TESTO DA ESAMINARE >>
····················

La ricerca, chiamata Origin, è stata presentata durante un convegno ospitato dal presidente della Regione Lombardia Attilio Fontana. Si tratta di uno studio di popolazione relativo alla relazione tra i fattori genetici e la gravità del Covid nella provincia di Bergamo e nella Val Seriana. Dallo studio emerge che una certa regione del genoma umano si associava al rischio di ammalarsi di Covid-19 e di contrarre una forma grave nelle zone più colpite dalla pandemia.

«La cosa sensazionale – ha dichiarato il direttore dell’Istituto Mario Negri Giuseppe Remuzzi – è che 3 dei 6 geni che si associano a questo rischio sono arrivati alla popolazione moderna dai Neanderthal, in particolare dal genoma di Vindija che risale a 50mila anni fa ed è stato trovato in Croazia. Una volta forse proteggeva i Neanderthal dalle infezioni, adesso però causa un eccesso di risposta immune che non solo non ci protegge ma ci espone a una malattia più severa. Le vittime del cromosoma di Neanderthal nel mondo sono forse un milione e potrebbero essere proprio quelle che, in assenza di altre cause, muoiono per una predisposizione genetica».

Lo studio ha riguardato l’intera comunità: hanno aderito 9.733 persone di Bergamo e provincia che hanno compilato un questionario sulla loro storia clinica e familiare in relazione al Covid. Il 92% dei partecipanti che avevano avuto il virus aveva contratto l’infezione prima di maggio 2020. Tra questi, 12 persone avrebbero avuto sintomi già a novembre-dicembre 2019. All’interno di questo campione sono state selezionate 1.200 persone – tutte nate a Bergamo e provincia – divise in tre gruppi omogenei per caratteristiche e fattori di rischio: 400 che hanno contratto una forma grave della malattia, 400 che hanno in forma lieve e 400 che non l’hanno contratto.

····················

COMPITO RICHIESTO >>
Riporta parola per parola il brano del testo sullo studio Origin compreso tra «Lo studio ha» e «non l’hanno contratto.», estremi inclusi.

····················

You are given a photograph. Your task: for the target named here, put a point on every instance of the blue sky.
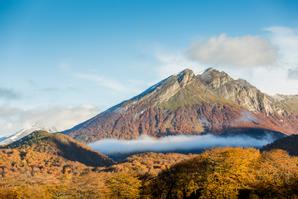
(67, 54)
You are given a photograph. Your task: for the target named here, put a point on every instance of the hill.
(45, 153)
(289, 144)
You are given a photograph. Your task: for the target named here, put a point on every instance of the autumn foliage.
(217, 173)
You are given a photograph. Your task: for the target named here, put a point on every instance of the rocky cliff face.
(192, 104)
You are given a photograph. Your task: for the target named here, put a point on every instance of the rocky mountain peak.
(185, 76)
(214, 78)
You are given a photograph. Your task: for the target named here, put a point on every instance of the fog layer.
(176, 143)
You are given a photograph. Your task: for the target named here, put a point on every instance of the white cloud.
(173, 143)
(8, 94)
(244, 51)
(13, 119)
(278, 49)
(286, 39)
(173, 63)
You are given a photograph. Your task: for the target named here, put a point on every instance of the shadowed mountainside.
(186, 103)
(289, 144)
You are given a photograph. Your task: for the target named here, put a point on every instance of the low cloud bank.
(176, 143)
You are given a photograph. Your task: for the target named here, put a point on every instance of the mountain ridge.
(192, 104)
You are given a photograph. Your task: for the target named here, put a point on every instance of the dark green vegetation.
(289, 144)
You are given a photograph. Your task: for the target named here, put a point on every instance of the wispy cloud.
(13, 119)
(244, 51)
(270, 59)
(173, 143)
(102, 81)
(9, 94)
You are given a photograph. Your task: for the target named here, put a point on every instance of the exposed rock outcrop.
(187, 103)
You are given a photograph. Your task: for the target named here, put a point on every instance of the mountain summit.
(211, 102)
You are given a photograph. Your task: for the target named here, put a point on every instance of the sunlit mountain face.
(148, 99)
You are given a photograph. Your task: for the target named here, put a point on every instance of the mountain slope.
(186, 103)
(289, 144)
(56, 144)
(23, 133)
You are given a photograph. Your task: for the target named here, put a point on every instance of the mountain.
(59, 145)
(211, 102)
(23, 133)
(289, 144)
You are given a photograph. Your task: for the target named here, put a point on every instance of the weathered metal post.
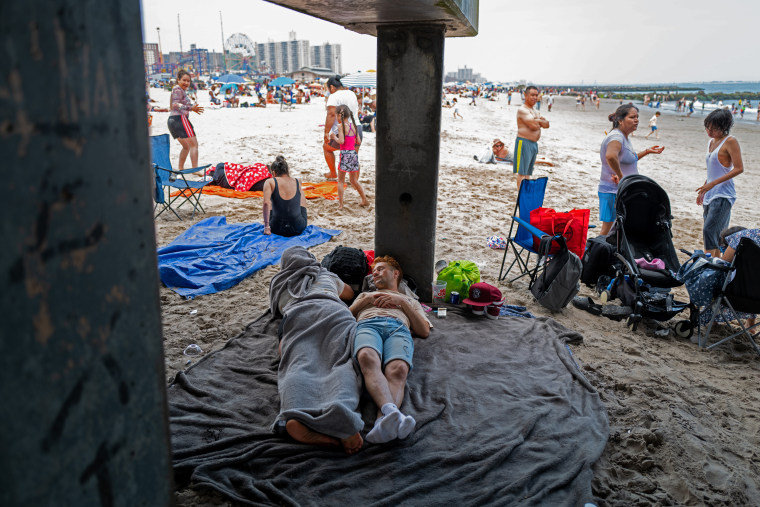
(81, 372)
(409, 88)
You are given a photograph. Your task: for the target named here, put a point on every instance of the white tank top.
(714, 171)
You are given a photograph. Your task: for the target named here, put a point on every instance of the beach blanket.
(213, 255)
(504, 417)
(326, 190)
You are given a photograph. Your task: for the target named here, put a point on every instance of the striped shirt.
(179, 104)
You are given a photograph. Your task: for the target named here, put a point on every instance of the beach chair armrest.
(530, 228)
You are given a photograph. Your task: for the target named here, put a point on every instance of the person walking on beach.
(384, 347)
(339, 96)
(456, 109)
(179, 122)
(653, 126)
(619, 160)
(529, 125)
(349, 142)
(724, 162)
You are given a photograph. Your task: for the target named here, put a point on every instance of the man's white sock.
(387, 426)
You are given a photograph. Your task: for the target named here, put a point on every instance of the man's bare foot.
(352, 444)
(301, 433)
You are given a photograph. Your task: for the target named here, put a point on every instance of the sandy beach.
(684, 423)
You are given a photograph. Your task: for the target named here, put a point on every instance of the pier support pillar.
(409, 88)
(84, 414)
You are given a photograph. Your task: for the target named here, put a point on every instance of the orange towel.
(326, 189)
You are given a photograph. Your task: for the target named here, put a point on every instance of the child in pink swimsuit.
(349, 158)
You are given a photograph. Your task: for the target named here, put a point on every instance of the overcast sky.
(551, 41)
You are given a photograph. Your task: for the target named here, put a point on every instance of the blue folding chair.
(167, 179)
(530, 197)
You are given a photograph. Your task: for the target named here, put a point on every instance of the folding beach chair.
(530, 197)
(168, 179)
(741, 294)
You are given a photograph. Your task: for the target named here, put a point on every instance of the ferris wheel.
(242, 51)
(239, 43)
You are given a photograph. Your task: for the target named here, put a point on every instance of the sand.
(684, 423)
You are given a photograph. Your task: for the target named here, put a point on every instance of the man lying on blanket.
(318, 383)
(383, 346)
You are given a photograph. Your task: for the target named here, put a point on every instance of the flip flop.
(586, 303)
(616, 312)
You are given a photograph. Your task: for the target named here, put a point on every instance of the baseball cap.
(335, 81)
(483, 294)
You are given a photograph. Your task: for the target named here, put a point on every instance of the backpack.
(350, 264)
(459, 275)
(556, 286)
(598, 260)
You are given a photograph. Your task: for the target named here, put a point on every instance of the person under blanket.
(302, 276)
(383, 347)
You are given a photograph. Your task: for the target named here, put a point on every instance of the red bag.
(573, 225)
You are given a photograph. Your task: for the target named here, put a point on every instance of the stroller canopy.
(643, 214)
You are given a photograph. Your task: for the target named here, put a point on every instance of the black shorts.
(180, 127)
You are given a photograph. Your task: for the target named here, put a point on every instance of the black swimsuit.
(288, 218)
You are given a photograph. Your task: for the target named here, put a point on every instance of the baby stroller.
(643, 231)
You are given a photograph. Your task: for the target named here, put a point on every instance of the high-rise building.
(285, 56)
(328, 56)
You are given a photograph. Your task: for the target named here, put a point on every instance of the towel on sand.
(212, 255)
(325, 189)
(503, 416)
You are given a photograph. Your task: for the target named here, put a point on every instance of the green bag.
(459, 275)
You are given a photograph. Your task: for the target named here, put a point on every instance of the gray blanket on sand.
(504, 417)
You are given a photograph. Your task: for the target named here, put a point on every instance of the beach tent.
(360, 80)
(230, 78)
(281, 81)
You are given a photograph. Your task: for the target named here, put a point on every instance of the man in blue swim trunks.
(383, 347)
(529, 125)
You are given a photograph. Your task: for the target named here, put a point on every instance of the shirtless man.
(529, 125)
(383, 347)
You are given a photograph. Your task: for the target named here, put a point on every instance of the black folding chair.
(740, 294)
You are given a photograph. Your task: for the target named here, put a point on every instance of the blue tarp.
(212, 255)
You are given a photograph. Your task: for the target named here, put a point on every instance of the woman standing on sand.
(619, 159)
(284, 202)
(179, 124)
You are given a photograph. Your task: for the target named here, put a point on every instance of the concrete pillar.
(83, 407)
(409, 81)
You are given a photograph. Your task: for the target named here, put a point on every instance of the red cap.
(483, 294)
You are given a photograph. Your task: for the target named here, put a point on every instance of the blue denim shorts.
(606, 207)
(389, 337)
(717, 216)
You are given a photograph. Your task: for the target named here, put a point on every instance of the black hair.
(727, 232)
(720, 119)
(279, 167)
(620, 113)
(335, 81)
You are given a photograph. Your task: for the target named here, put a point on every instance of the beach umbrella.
(281, 81)
(360, 80)
(230, 78)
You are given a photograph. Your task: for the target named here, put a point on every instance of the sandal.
(586, 303)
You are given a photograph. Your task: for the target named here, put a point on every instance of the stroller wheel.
(683, 329)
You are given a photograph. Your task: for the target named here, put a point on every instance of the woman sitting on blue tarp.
(284, 202)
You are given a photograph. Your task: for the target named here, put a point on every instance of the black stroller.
(643, 230)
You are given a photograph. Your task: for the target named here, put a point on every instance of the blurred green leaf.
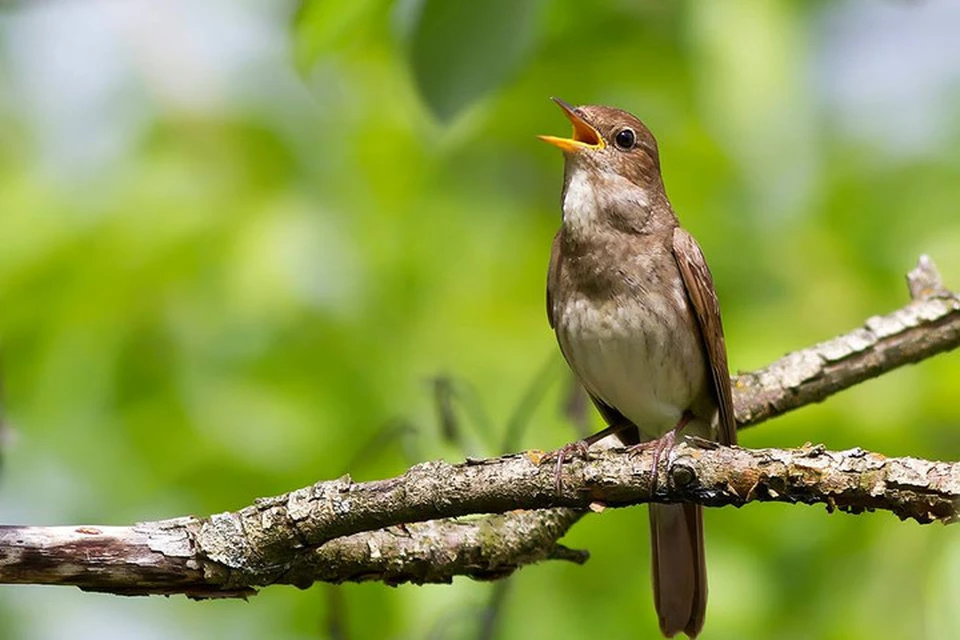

····················

SOLUZIONE >>
Lo studio ha riguardato l’intera comunità: hanno aderito 9.733 persone di Bergamo e provincia che hanno compilato un questionario sulla loro storia clinica e familiare in relazione al Covid. Il 92% dei partecipanti che avevano avuto il virus aveva contratto l’infezione prima di maggio 2020. Tra questi, 12 persone avrebbero avuto sintomi già a novembre-dicembre 2019. All’interno di questo campione sono state selezionate 1.200 persone – tutte nate a Bergamo e provincia – divise in tre gruppi omogenei per caratteristiche e fattori di rischio: 400 che hanno contratto una forma grave della malattia, 400 che hanno in forma lieve e 400 che non l’hanno contratto.